TASK DIRECTIONS
Print each of the rows below verbatim, omitting the pictures.

SOURCE DATA
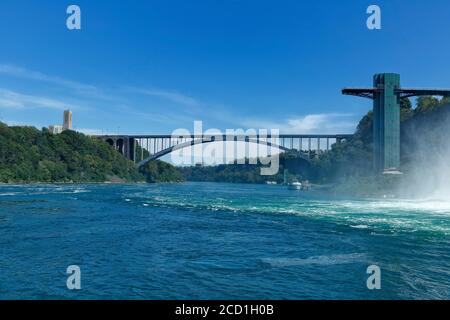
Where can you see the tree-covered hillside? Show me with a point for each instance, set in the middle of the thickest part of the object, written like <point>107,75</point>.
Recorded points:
<point>425,132</point>
<point>31,155</point>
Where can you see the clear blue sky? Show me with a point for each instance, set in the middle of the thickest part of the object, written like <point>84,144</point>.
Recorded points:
<point>154,66</point>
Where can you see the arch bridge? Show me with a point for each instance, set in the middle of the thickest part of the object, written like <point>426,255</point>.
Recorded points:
<point>144,148</point>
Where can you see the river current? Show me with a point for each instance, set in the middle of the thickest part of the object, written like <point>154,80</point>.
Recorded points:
<point>218,241</point>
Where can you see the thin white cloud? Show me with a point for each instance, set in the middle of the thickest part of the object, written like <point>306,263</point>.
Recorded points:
<point>15,100</point>
<point>19,72</point>
<point>324,123</point>
<point>173,96</point>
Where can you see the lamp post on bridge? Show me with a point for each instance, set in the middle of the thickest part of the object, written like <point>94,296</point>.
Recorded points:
<point>386,94</point>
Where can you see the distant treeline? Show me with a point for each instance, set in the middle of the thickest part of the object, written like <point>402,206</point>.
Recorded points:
<point>426,124</point>
<point>31,155</point>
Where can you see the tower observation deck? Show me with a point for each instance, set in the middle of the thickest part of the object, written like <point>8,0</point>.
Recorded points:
<point>386,94</point>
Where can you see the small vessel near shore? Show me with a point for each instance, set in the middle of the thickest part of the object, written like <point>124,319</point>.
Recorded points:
<point>299,185</point>
<point>295,186</point>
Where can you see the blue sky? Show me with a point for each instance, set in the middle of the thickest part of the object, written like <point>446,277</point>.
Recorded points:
<point>155,66</point>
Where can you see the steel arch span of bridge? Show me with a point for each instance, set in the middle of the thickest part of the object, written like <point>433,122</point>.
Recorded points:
<point>133,147</point>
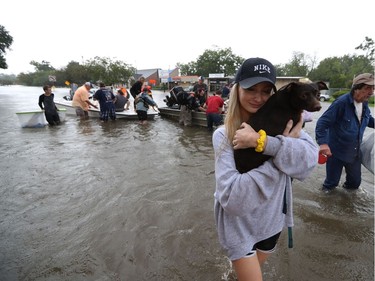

COMPLETE RESPONSE
Where can you see the tree-covered hillside? Show me with a point for each instance, set in the middle of the thickest part of the object, written like <point>107,75</point>.
Recorded points:
<point>425,132</point>
<point>31,155</point>
Where can you see the clear blue sky? Show me with a point for each instance, set in the middle of the thickest part of the object, written like <point>84,144</point>.
Recorded points:
<point>154,66</point>
Where can you see the arch bridge? Show me with a point for each instance, set in the middle of the thickest part of the object, written like <point>426,255</point>.
Recorded points:
<point>144,148</point>
Where can you see the river current? Show me with a point for each instance, set in the middle of the thickest part of the object, written like <point>154,80</point>.
Recorded points:
<point>218,241</point>
Where can you see the thin white cloud? Show me with a point for each instance, set in the middle of the thickest part of the object, written like <point>306,263</point>.
Recorded points:
<point>15,100</point>
<point>19,72</point>
<point>324,123</point>
<point>173,96</point>
Where can you see the lamp post on bridge? Show me with a point for each instance, set in the middle of the thickest part of the object, written like <point>94,296</point>.
Recorded points:
<point>386,94</point>
Where can you see the distant treeline? Show me with a point for each instance, set in the middle of the thickest part of the object, written like <point>402,206</point>.
Recorded points:
<point>426,124</point>
<point>31,155</point>
Where can you see the tower observation deck? Show me with a point for each instance, set in the middle of the thickest part of the object, written like <point>8,0</point>.
Recorded points:
<point>386,94</point>
Where can you see the small vessel near shore? Show me with a point for each instance, set in the middle of the thickest part of the object, written like <point>124,319</point>.
Recorded points:
<point>299,185</point>
<point>295,186</point>
Where can you see the blue sky? Show me with a point for each instance, set in the middle of the thickest part of the object, written like <point>446,277</point>.
Recorded points:
<point>155,66</point>
Where can you see the steel arch span of bridge? Show me with a point for each instance, set in the middle of the thickest part of the object, written like <point>433,122</point>.
Recorded points:
<point>133,147</point>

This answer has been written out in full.